What needs to be done> Present the listing, from its first line up to and including the line containing "[(327, 93), (351, 101), (304, 98)]", as a Markdown table with the columns Row and Listing line, numbering each row and omitting blank lines.

-=-=-

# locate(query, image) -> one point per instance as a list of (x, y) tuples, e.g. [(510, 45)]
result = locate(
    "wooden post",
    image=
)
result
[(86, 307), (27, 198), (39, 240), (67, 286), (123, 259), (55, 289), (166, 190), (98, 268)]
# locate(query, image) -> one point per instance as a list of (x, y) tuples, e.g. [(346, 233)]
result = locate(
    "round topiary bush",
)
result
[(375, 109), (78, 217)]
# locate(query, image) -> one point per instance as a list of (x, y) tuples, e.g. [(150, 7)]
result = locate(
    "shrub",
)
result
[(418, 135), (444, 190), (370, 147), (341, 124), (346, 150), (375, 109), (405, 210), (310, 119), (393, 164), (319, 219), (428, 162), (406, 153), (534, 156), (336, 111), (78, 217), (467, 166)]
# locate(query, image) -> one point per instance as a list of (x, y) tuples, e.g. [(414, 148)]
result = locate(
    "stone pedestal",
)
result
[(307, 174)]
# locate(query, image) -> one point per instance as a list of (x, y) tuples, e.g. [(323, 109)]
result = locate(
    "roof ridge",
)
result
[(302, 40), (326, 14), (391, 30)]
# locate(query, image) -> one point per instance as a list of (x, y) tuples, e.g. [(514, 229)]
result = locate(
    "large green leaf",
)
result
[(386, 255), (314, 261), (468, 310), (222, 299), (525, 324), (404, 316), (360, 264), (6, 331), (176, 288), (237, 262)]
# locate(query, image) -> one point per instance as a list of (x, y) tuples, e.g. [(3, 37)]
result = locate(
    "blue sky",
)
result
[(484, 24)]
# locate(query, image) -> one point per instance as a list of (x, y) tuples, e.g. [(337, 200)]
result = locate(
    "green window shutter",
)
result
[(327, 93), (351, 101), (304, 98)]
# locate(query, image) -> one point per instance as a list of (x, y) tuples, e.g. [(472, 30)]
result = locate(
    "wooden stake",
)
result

-=-=-

Response to the task>
| Row | Listing line |
|---|---|
| 1 | # locate(query, image) -> one point per instance as a list of (x, y) tuples, e.g. [(510, 45)] |
| 2 | result = locate( |
| 3 |     "wooden post", |
| 4 |     image= |
| 5 | ) |
| 6 | result |
| 7 | [(86, 307), (27, 198), (39, 240), (67, 286), (123, 259), (55, 289), (166, 190), (98, 268)] |
| 8 | # locate(query, image) -> one point per instance as a list of (x, y) tuples, e.g. [(346, 233)] |
| 9 | result = locate( |
| 10 |     "round topiary bush", |
| 11 | ) |
| 12 | result |
| 13 | [(375, 109), (78, 217)] |
| 14 | # locate(query, image) -> one point per instance as a list of (x, y) tuples, e.g. [(150, 7)] |
| 15 | result = locate( |
| 16 |     "shrub", |
| 17 | ) |
| 18 | result |
| 19 | [(418, 135), (444, 190), (370, 147), (341, 124), (346, 150), (375, 109), (405, 210), (310, 119), (393, 164), (319, 219), (428, 162), (406, 153), (534, 156), (336, 111), (78, 217), (467, 166)] |
| 20 | # locate(query, image) -> one point per instance as a list of (x, y) tuples, e.g. [(414, 148)] |
| 21 | result = locate( |
| 22 |     "stone pedestal", |
| 23 | ) |
| 24 | result |
| 25 | [(307, 174)] |
| 26 | # locate(query, image) -> one point per instance as a list of (x, y) tuples, e.g. [(323, 109)] |
| 27 | result = locate( |
| 28 |     "roof ridge", |
| 29 | ) |
| 30 | result |
| 31 | [(302, 40), (326, 14), (391, 30)] |
| 32 | # locate(query, image) -> one point per instance as a list of (x, y) tuples, e.g. [(514, 229)] |
| 33 | result = locate( |
| 34 |     "large green leaf", |
| 35 | ) |
| 36 | result |
| 37 | [(386, 255), (314, 261), (468, 310), (222, 299), (525, 324), (404, 316), (360, 264), (6, 331), (176, 288), (237, 262)] |
| 38 | # locate(query, image) -> one point per instance as a list of (x, y) tuples, e.g. [(3, 37)] |
| 39 | result = locate( |
| 40 |     "blue sky", |
| 41 | ) |
| 42 | result |
| 43 | [(484, 24)] |
| 44 | # locate(query, image) -> one point per instance as a list of (x, y) tuples, e.g. [(337, 200)] |
| 45 | result = locate( |
| 46 |     "green window shutter", |
| 47 | ) |
| 48 | result |
| 49 | [(327, 93), (351, 101), (304, 98)] |